*Document extract*:
Ana Cecilia Dinerstein, University of Bath and Lucía Cirmi Obón, National University of Quilmes for The Conversation
“Nothing will stop us now!” These were the words of the excited and emotional activists when Argentina’s parliament voted narrowly (129 votes to 125) to decriminalise abortion. The National Congress in Buenos Aires was surrounded by women wearing green scarves around their necks, heads and wrists. Since 2005 this has been the symbol of their campaign. It represents life and hope and evokes memories of the Mothers of Plaza de Mayo – a group of women whose children disappeared under the dictatorship in Argentina during the 1970s and 1980s.
It was in fact the president, Mauricio Macri, leader of a centre-right government who, under the pressure of feminist and social activists, suggested opening the abortion debate in his inaugural speech to parliament. Despite pressure from religious groups, he had to recognise that there was an increasing social awareness about abortion. Feminist groups were showing politicians that women and society were ready for a change.
Under the current regulations, women cannot have a legal abortion in Argentina. Exceptions are only very rarely considered in the case of rape or risk to the health of the woman. Even then, the ultimate decision lies with health professionals – and they can refuse to perform a procedure on the grounds of religious belief. Every year, hundreds of pregnant women die in Argentina because abortion is criminalised.

*Problem set*:
(1) Name every person identified by name in the article on Argentina's abortion vote.
(2) Update the passage of the article on Argentina's abortion vote between "It was in fact" and "abortion is criminalised.", inclusive, changing "health professionals" to "doctors".
The lines that appear next come from a separate source.

*Collected data*:

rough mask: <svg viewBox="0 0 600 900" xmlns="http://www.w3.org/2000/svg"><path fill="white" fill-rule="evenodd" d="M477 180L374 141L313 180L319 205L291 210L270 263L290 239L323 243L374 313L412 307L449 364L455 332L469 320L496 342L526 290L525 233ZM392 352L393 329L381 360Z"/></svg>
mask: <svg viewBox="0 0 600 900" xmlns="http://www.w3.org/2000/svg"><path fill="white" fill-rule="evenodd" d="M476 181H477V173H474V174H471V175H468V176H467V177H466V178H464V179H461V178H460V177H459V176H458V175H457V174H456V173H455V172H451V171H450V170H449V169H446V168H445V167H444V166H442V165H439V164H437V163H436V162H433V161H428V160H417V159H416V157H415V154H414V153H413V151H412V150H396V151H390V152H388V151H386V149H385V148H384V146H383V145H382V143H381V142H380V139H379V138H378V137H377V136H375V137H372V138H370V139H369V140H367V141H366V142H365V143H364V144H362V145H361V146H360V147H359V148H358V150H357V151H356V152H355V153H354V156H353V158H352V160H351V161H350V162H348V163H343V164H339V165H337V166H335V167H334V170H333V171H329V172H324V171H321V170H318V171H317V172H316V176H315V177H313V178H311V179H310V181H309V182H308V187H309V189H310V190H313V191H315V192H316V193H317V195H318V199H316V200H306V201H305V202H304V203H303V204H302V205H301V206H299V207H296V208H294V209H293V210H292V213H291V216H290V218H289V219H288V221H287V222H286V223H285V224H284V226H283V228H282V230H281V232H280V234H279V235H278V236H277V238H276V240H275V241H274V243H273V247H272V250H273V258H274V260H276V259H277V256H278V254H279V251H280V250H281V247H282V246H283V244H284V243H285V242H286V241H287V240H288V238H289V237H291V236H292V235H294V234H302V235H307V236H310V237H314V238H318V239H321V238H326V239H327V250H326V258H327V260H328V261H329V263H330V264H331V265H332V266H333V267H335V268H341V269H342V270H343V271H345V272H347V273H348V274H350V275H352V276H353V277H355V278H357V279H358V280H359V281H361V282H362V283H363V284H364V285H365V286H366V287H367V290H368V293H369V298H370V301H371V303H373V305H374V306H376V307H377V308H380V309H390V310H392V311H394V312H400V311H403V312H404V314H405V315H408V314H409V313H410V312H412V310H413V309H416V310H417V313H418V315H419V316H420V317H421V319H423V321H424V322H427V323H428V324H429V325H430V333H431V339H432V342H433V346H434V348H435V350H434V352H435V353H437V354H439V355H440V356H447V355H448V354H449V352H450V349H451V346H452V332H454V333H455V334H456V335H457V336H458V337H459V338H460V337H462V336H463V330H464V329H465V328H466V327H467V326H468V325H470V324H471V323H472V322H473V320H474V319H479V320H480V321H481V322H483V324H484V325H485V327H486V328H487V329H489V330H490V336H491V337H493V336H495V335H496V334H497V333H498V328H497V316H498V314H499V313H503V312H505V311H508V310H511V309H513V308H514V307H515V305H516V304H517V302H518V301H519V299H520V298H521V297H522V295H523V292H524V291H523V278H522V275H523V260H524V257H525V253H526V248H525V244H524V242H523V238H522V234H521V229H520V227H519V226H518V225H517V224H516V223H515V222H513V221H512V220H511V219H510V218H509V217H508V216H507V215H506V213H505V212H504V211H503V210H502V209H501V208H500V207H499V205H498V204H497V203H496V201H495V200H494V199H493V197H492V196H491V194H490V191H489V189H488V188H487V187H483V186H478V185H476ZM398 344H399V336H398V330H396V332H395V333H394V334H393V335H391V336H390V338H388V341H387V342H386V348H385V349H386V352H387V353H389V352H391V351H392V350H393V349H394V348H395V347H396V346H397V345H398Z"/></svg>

*Expected outputs*:
(1) Ana Cecilia Dinerstein, Lucía Cirmi Obón, Mauricio Macri

(2)
It was in fact the president, Mauricio Macri, leader of a centre-right government who, under the pressure of feminist and social activists, suggested opening the abortion debate in his inaugural speech to parliament. Despite pressure from religious groups, he had to recognise that there was an increasing social awareness about abortion. Feminist groups were showing politicians that women and society were ready for a change.
Under the current regulations, women cannot have a legal abortion in Argentina. Exceptions are only very rarely considered in the case of rape or risk to the health of the woman. Even then, the ultimate decision lies with doctors – and they can refuse to perform a procedure on the grounds of religious belief. Every year, hundreds of pregnant women die in Argentina because abortion is criminalised.